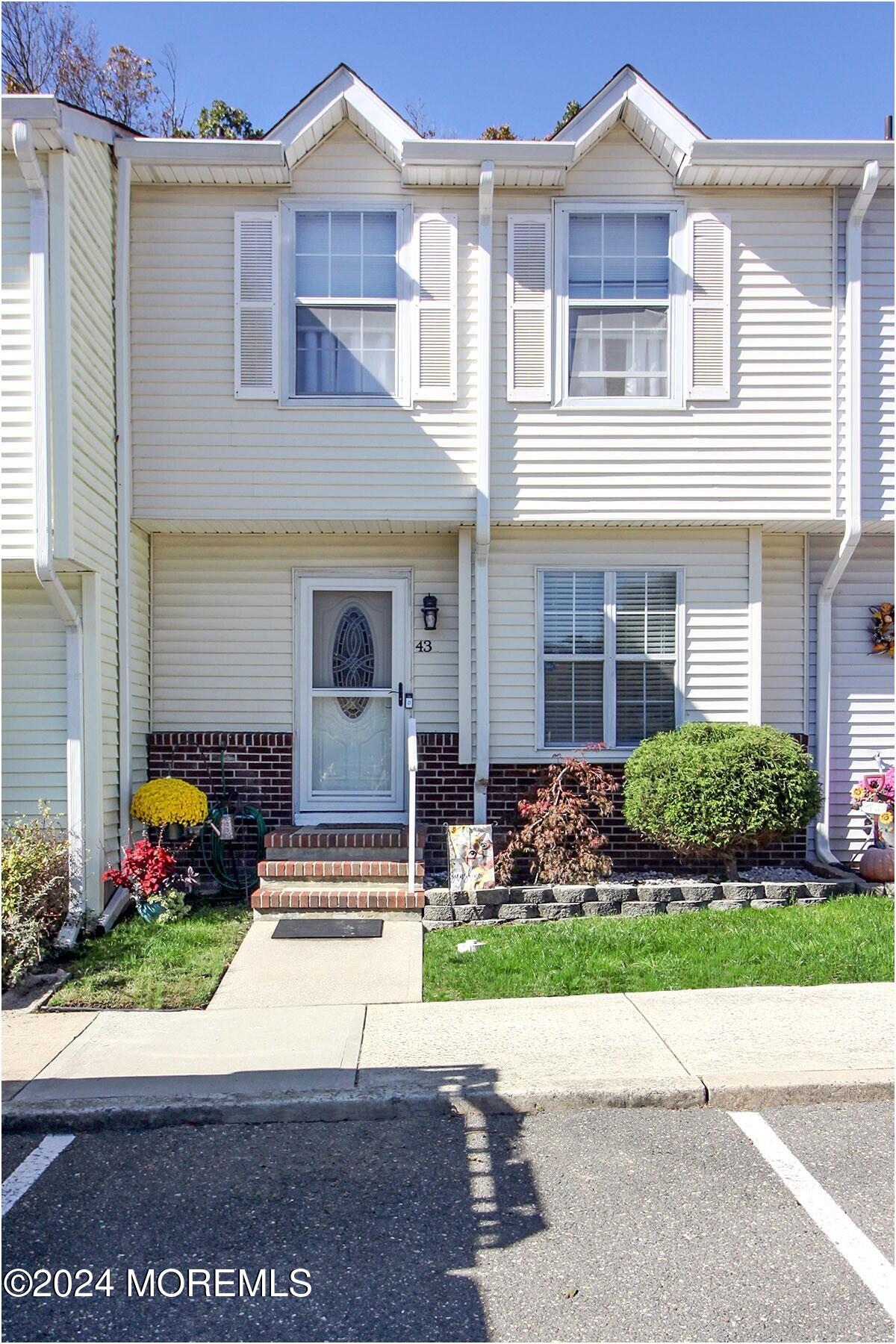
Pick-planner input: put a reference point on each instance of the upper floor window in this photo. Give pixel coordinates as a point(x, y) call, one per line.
point(346, 302)
point(621, 290)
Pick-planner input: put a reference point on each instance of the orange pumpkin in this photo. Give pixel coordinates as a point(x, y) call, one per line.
point(876, 865)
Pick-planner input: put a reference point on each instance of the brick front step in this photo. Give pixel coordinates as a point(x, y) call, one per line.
###
Copy every row above word for word, omitting the pictures.

Pick-planner input: put a reference point on each instance of the upper floor window in this photo. Give pixel coordinates as a point(x, y) call, one per line.
point(346, 302)
point(621, 290)
Pick-planner input: put a reference point on each instance of the orange pumpkin in this photo. Give pixel coordinates as a point(x, y) call, one per line.
point(876, 865)
Pick-planner input: put a reference point on each instance of the brick front step in this photo. Give pixel coordinates as a point(x, y) call, one per line.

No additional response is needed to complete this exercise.